§ Data to use:
▶

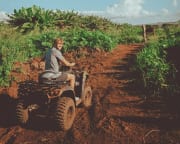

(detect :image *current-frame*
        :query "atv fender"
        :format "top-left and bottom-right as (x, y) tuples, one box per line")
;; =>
(47, 86), (75, 101)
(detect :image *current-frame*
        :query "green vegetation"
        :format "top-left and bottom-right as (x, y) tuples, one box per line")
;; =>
(32, 28), (117, 52)
(116, 24), (143, 43)
(1, 4), (179, 97)
(8, 5), (57, 32)
(0, 24), (41, 86)
(135, 25), (180, 96)
(0, 5), (143, 86)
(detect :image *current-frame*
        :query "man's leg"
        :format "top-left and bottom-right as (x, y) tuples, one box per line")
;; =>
(67, 74), (75, 89)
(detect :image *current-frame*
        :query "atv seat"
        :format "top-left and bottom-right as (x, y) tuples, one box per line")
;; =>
(38, 70), (68, 85)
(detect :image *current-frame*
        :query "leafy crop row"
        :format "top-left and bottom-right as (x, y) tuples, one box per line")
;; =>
(32, 28), (117, 52)
(0, 24), (41, 86)
(135, 25), (180, 96)
(0, 24), (117, 86)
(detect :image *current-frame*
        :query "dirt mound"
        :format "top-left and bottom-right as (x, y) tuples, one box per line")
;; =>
(0, 44), (180, 144)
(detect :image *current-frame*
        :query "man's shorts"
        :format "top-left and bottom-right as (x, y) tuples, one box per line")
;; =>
(57, 72), (68, 81)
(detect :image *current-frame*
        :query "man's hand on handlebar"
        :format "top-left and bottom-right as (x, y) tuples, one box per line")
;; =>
(69, 62), (75, 67)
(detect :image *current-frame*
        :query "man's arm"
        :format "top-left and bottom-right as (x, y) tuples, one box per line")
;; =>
(54, 49), (75, 67)
(60, 57), (75, 67)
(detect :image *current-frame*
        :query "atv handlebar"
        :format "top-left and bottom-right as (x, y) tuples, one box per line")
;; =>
(59, 65), (72, 72)
(59, 65), (85, 76)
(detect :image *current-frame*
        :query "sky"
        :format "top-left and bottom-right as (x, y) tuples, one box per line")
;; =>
(0, 0), (179, 25)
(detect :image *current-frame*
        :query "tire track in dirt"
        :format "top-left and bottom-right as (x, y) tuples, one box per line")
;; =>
(83, 44), (144, 144)
(62, 44), (144, 144)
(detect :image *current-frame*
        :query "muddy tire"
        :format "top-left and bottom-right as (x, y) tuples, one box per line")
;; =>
(16, 100), (29, 124)
(54, 97), (76, 131)
(82, 86), (92, 108)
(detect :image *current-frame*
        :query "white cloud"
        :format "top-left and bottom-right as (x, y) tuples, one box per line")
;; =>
(80, 0), (158, 24)
(80, 0), (153, 19)
(80, 0), (148, 19)
(161, 8), (169, 15)
(0, 11), (9, 22)
(75, 0), (179, 25)
(78, 10), (104, 16)
(173, 0), (177, 7)
(106, 0), (146, 18)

◀

§ Task instructions: Without the pictures, copy the material exactly as given.

§ Expected output:
(detect :image *current-frame*
        :query "atv fender"
        :format "top-left and bottom-right as (x, y) tuples, one box per line")
;; =>
(47, 86), (75, 101)
(detect :image *current-frame*
        :query "green vegetation"
        :format "top-left and bottom-right as (x, y) tuples, one box per line")
;; =>
(32, 28), (117, 52)
(116, 24), (143, 43)
(1, 4), (179, 97)
(8, 5), (57, 32)
(0, 24), (41, 86)
(135, 25), (180, 96)
(0, 5), (143, 86)
(detect :image *current-frame*
        :query "man's leg"
        :format "top-left and bottom-right as (x, y) tuples, one box per line")
;; =>
(67, 74), (75, 89)
(detect :image *current-frame*
        :query "atv seat"
        :format "top-left and bottom-right as (x, y) tuples, one box per line")
;; =>
(38, 70), (68, 85)
(detect :image *current-frame*
        :query "leafy crop row"
        :format "top-left and bottom-right as (x, y) tuples, one box per line")
;; =>
(32, 28), (117, 52)
(0, 24), (41, 86)
(135, 25), (180, 96)
(0, 24), (117, 86)
(detect :image *current-frame*
        :query "dirt mound"
        :format "top-left and bottom-right as (x, y) tuples, one box per line")
;; =>
(0, 44), (180, 144)
(detect :image *current-frame*
        :query "man's shorts"
        :format "top-left and bottom-right as (x, y) tuples, one box per line")
;; =>
(57, 72), (68, 81)
(detect :image *current-frame*
        :query "man's hand on handlebar"
        :format "top-left and bottom-right as (x, y) tuples, one box per line")
;; =>
(69, 62), (75, 67)
(detect :image *current-frame*
        :query "man's arm"
        :format "top-left and bottom-right as (x, y) tuples, one box per line")
;; =>
(54, 49), (75, 67)
(60, 57), (75, 67)
(detect :image *current-frame*
        :query "atv handlebar"
        :format "top-left and bottom-right as (x, y) tuples, one box per line")
;; =>
(59, 65), (72, 72)
(59, 65), (85, 76)
(detect :image *current-frame*
        :query "sky"
        :format "top-left and bottom-right as (x, y) tuples, one box per line")
;; =>
(0, 0), (179, 25)
(detect :image *current-frame*
        :query "tire track in dirt"
        :format "top-left and bottom-right as (x, y) tuples, one box per line")
;; =>
(83, 44), (144, 144)
(62, 44), (144, 144)
(detect :image *current-frame*
        :query "muddy tire"
        :format "top-left and bottom-right as (x, y) tuples, one box per line")
;; =>
(16, 100), (29, 124)
(54, 97), (76, 131)
(82, 86), (92, 108)
(detect :image *current-frame*
        :query "white cloud"
        :format "top-left and bottom-right as (x, y) tuples, one box per line")
;; =>
(80, 0), (158, 24)
(80, 0), (153, 19)
(80, 0), (148, 19)
(161, 8), (169, 15)
(0, 11), (9, 22)
(75, 0), (179, 25)
(78, 10), (104, 16)
(173, 0), (177, 7)
(106, 0), (146, 18)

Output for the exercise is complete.